What you have to do |
Provide a verbatim copy of all the records below, leaving the images out.

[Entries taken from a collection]
• • • •

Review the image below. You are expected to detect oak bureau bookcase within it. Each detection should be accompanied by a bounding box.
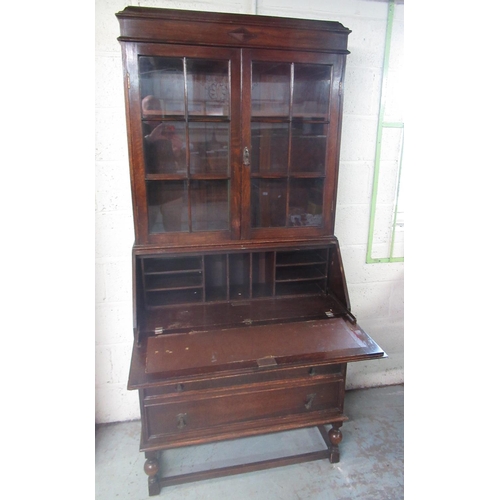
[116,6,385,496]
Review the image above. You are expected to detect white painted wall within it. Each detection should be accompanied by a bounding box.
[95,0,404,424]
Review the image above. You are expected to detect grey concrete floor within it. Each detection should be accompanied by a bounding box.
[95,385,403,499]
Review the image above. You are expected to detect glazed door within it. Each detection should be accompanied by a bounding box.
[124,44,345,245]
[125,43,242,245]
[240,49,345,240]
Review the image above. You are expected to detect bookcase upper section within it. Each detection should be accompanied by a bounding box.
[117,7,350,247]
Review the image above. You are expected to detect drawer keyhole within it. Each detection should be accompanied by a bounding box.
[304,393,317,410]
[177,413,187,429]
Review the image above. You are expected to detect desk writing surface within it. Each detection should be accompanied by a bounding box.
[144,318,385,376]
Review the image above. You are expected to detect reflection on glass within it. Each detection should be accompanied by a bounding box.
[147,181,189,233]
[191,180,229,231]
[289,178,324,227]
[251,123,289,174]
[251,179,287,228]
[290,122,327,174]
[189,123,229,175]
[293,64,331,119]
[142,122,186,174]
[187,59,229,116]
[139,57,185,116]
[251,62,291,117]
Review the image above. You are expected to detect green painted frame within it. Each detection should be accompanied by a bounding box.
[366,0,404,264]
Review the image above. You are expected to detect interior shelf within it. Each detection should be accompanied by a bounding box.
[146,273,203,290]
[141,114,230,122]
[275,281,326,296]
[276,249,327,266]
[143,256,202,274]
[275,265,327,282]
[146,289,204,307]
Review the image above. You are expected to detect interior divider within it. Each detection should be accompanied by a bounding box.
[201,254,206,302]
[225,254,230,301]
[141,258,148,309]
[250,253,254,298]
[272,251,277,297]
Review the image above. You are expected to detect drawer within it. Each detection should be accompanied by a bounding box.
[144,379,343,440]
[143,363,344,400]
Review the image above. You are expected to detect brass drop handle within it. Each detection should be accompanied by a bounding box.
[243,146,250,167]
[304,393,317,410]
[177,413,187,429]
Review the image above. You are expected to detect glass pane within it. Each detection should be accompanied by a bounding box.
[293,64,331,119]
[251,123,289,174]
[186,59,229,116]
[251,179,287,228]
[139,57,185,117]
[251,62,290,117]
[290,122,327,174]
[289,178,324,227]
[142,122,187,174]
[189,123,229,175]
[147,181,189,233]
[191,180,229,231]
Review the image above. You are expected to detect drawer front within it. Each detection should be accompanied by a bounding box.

• • • •

Response area |
Review the image below. You are expected to detect oak bureau bookcase within it. Each detection should be accompanied by a bounding box.
[116,6,385,496]
Review the image above. You are expected to detect white painted wall within it. Each detection should be accompanied by a bounding box.
[95,0,404,424]
Review the image above. You are expected to detect grey concrete floor within it. Each detection should be accompanied by a bounding box.
[95,385,403,499]
Review the image above. You are expected to detect glazed door within it. Each detection should be accompanied by a bounding box.
[124,44,345,245]
[125,43,242,245]
[240,49,345,240]
Review the image above. You are expected to detect bookcase upper section within it. Each detection should be accompanied by a bounding box.
[117,7,350,247]
Review the image above. You are expected to detect drawer keyhole within it. Each detection should be accompanied by a bounding box.
[304,393,317,410]
[177,413,187,429]
Review the image above. You are expected to detect desk writing surface within it. Each detection should be accompanied by a bounding box.
[144,318,385,376]
Review the image above. You are expected to detect reflection on glass within it. Each detection should be accompanied by a bounding box.
[147,181,189,233]
[191,180,229,231]
[289,178,324,227]
[251,123,289,174]
[251,179,287,228]
[290,122,327,174]
[189,123,229,175]
[293,64,331,119]
[142,122,186,174]
[187,59,229,116]
[139,57,185,116]
[251,62,291,117]
Review the image above. You are expected to detect green painted frame within it. Each detection should be accompanied by a bounding box.
[366,0,404,264]
Review the image above. You are expected to detect interior shelf within it. Each detection should be accompanied by a bounding box.
[146,273,203,290]
[141,114,230,122]
[275,281,326,296]
[276,249,327,266]
[143,256,202,274]
[275,265,327,282]
[146,289,204,307]
Review the image above. You are expected to detect interior divider within it. Each detection should be accompanied by a bounding box.
[201,254,206,302]
[225,254,230,301]
[141,258,148,309]
[250,253,254,298]
[272,251,277,297]
Review the image above. You are expected to detect drawer within it. Each detection should be accompanied by a bounding box.
[144,379,343,440]
[143,363,344,400]
Review the image above. You are expected to detect brass drop handle within it. Each detection should be accompanied by a bounding box.
[243,146,250,167]
[304,393,317,410]
[177,413,187,429]
Review the image above. You are expected to detect glass pane within it. Each detection should be accompanied by a bounding box.
[293,64,331,119]
[251,123,289,174]
[186,59,229,116]
[251,179,287,228]
[139,57,185,117]
[251,62,290,117]
[290,122,327,174]
[289,178,324,227]
[142,122,187,174]
[189,123,229,175]
[147,181,189,233]
[191,180,229,231]
Review the image above. You are expected to detect drawer front within it. Each detection should be accompanied by a bounding box.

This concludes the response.